Entries from a point annotation set:
::::::::
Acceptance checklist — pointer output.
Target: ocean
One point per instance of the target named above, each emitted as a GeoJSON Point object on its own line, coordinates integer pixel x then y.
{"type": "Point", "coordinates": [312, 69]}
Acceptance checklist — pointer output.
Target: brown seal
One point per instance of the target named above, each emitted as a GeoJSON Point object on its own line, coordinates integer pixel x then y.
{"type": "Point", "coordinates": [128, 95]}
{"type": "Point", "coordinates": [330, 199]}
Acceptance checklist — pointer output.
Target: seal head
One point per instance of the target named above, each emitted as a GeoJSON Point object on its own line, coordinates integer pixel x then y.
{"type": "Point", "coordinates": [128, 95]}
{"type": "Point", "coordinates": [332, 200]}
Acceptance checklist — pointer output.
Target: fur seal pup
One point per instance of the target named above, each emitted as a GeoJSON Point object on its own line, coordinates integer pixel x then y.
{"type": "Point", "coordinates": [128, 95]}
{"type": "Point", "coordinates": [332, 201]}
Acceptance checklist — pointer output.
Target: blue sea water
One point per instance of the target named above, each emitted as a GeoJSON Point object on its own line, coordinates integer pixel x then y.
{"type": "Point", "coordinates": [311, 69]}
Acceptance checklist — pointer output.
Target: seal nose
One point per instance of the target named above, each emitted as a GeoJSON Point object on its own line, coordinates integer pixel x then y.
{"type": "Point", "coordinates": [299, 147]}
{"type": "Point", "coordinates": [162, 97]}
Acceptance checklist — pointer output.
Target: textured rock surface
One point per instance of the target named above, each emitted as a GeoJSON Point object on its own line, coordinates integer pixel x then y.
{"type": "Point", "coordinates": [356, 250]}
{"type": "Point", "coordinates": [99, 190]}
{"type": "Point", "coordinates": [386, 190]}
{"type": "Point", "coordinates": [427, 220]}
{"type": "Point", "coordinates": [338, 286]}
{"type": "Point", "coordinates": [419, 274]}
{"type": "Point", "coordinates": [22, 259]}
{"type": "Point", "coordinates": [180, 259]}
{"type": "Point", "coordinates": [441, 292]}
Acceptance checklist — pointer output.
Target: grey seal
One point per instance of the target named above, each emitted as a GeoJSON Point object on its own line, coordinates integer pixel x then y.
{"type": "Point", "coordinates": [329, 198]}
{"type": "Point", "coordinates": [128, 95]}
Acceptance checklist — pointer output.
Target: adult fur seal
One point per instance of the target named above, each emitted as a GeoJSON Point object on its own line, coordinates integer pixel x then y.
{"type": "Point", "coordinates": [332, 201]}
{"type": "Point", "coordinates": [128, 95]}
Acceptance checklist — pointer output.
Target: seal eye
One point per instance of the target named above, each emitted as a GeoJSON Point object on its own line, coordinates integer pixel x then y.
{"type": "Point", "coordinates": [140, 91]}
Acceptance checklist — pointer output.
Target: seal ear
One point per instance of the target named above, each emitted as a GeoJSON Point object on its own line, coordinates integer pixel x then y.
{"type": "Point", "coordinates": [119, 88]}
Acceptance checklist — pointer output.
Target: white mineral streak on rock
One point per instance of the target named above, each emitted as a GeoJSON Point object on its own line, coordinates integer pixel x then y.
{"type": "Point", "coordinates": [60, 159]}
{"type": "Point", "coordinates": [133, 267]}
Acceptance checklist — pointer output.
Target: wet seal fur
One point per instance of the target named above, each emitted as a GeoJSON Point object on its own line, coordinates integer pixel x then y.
::::::::
* [What is asked]: Extract all of the data above and output it character for character.

* [Full answer]:
Acceptance checklist — pointer output.
Target: ocean
One point per instance of the target named above, each emitted as a GeoJSON Point object on its own line, coordinates integer pixel x then y.
{"type": "Point", "coordinates": [312, 69]}
Acceptance checklist — pointer output.
Target: brown seal
One point per instance of the target named above, each emitted as a GeoJSON Point object on its own line, coordinates integer pixel x then y.
{"type": "Point", "coordinates": [128, 95]}
{"type": "Point", "coordinates": [330, 199]}
Acceptance checklist — pointer output.
Target: seal head
One point per instance of the target named above, each emitted as a GeoJSON Point object on its own line, coordinates integer pixel x then y.
{"type": "Point", "coordinates": [128, 95]}
{"type": "Point", "coordinates": [332, 200]}
Acceptance checklist — pointer output.
Target: fur seal pup
One point per instance of the target named above, each emitted as a GeoJSON Point object on its own line, coordinates integer pixel x then y.
{"type": "Point", "coordinates": [128, 95]}
{"type": "Point", "coordinates": [332, 201]}
Acceptance checklist — pointer output.
Target: blue sea water
One point per instance of the target named above, each emitted as a GeoJSON Point object on its own line, coordinates integer pixel x then y.
{"type": "Point", "coordinates": [311, 69]}
Acceptance checklist — pointer output.
Target: seal nose
One point per instance of the target named above, each emitted as a GeoJSON Point object on its own line, coordinates integer pixel x then y.
{"type": "Point", "coordinates": [299, 147]}
{"type": "Point", "coordinates": [162, 97]}
Acceptance checklist — pointer output.
Target: textured rock surface
One point per instance of the target named above, each emitted as a GeoJSON Point object on its own line, coordinates integer pixel x then y.
{"type": "Point", "coordinates": [356, 250]}
{"type": "Point", "coordinates": [99, 190]}
{"type": "Point", "coordinates": [386, 190]}
{"type": "Point", "coordinates": [427, 220]}
{"type": "Point", "coordinates": [338, 286]}
{"type": "Point", "coordinates": [419, 274]}
{"type": "Point", "coordinates": [22, 259]}
{"type": "Point", "coordinates": [180, 259]}
{"type": "Point", "coordinates": [441, 292]}
Acceptance checklist — pointer output.
Target: grey seal
One point per instance of the target named above, each emitted as a GeoJSON Point object on its own line, coordinates integer pixel x then y.
{"type": "Point", "coordinates": [329, 198]}
{"type": "Point", "coordinates": [128, 95]}
Acceptance checklist — pointer output.
Target: adult fur seal
One point per instance of the target named above, each emitted as a GeoJSON Point object on its own line, coordinates integer pixel x then y.
{"type": "Point", "coordinates": [332, 201]}
{"type": "Point", "coordinates": [128, 95]}
Acceptance checklist — pointer output.
Target: seal eye
One point per instance of the target named above, each emitted as a GeoJSON Point object on its own line, coordinates integer pixel x then y.
{"type": "Point", "coordinates": [140, 91]}
Acceptance checklist — pointer output.
Target: seal ear
One point per instance of the target named above, each emitted as a GeoJSON Point object on its own line, coordinates integer pixel x then y.
{"type": "Point", "coordinates": [119, 88]}
Acceptance checklist — pointer output.
Target: white mineral streak on rock
One point per instance of the target named above, each emitted as a GeoJSON Point object on its own line, coordinates integer pixel x then y.
{"type": "Point", "coordinates": [60, 159]}
{"type": "Point", "coordinates": [133, 267]}
Acceptance checklist — pointer output.
Target: wet seal fur
One point per instance of the target named above, each emitted as a GeoJSON Point object on its own line, coordinates integer pixel x then y.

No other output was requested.